**PROVIDED TEXT**.

Oppenheimer Being A “Horror Movie” Makes Christopher Nolan’s $100 Million Box Office Comeback An Even Bigger Risk

Christopher Nolan has described his upcoming Oppenheimer biopic as a horror movie, and while that is exciting, it puts Nolan’s $100 million box office comeback at an even bigger risk. Nolan has a track record of making some fantastic movies, meaning that the film will undoubtedly be great even if the director puts a horror spin on the story of J. Robert Oppenheimer. However, the horrific tone and themes of Oppenheimer put the movie’s success in jeopardy, which is a surprising choice considering how much is at stake for Christopher Nolan’s box office performance.
Oppenheimer will tell the story of J. Robert Oppenheimer, the scientist who famously helped build and later regretted his involvement in the atomic bomb. Oppenheimer will be Nolan’s first project since Tenet, the popular sci-fi movie from 2020. While Tenet was critically well-received, Tenet’s box office performance was pretty disappointing, with it only making $365.3 million against a $200 million budget. Although it is smaller, Oppenheimer’s $100 million budget means that the movie still has a lot riding on it, and the latest news about Christopher Nolan’s upcoming film shows just how risky the movie is.
Oppenheimer Being A “Horror Movie” Is A Huge Risk
Oppenheimer has been described as a horror movie by a filmmaker that saw the film early, and Christopher Nolan completely agrees. Nolan has cited Oppenheimer’s intensity, darkness, and nihilistic themes as reasons why the film could be considered part of the horror genre, even if it is missing many of the elements more traditional horror movies are known for. Although this is an interesting spin on the life story of J. Robert Oppenheimer, it makes the movie a huge risk.

**EXERCISE DATA**.
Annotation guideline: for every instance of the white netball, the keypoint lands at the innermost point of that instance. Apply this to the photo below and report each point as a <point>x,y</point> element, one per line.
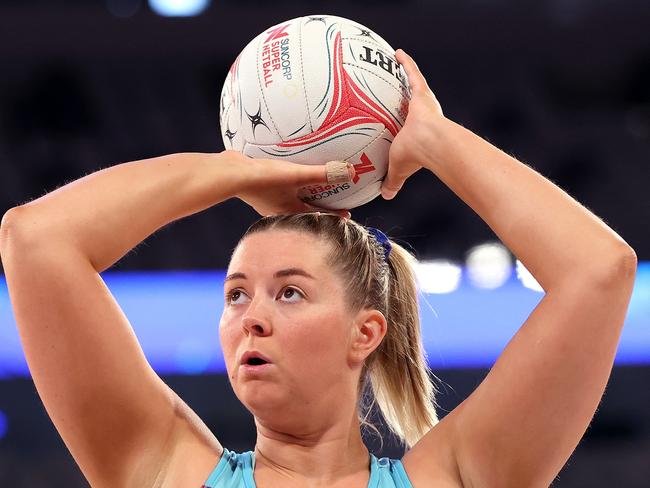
<point>316,89</point>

**TASKS TO COMPLETE**.
[1] Output the Oppenheimer article from "Oppenheimer will tell" up to and including "the movie is.", copied word for word.
[2] How would you sum up the Oppenheimer article in two sentences?

**WRITTEN RESPONSES**.
[1]
Oppenheimer will tell the story of J. Robert Oppenheimer, the scientist who famously helped build and later regretted his involvement in the atomic bomb. Oppenheimer will be Nolan’s first project since Tenet, the popular sci-fi movie from 2020. While Tenet was critically well-received, Tenet’s box office performance was pretty disappointing, with it only making $365.3 million against a $200 million budget. Although it is smaller, Oppenheimer’s $100 million budget means that the movie still has a lot riding on it, and the latest news about Christopher Nolan’s upcoming film shows just how risky the movie is.

[2] Christopher Nolan agrees that his upcoming J. Robert Oppenheimer biopic can be called a horror movie, citing its intensity, darkness, and nihilistic themes, even though it lacks many traditional horror elements. Coming after Tenet made a disappointing $365.3 million against a $200 million budget, Oppenheimer has a lot riding on its $100 million budget, and its horrific tone makes it a huge risk.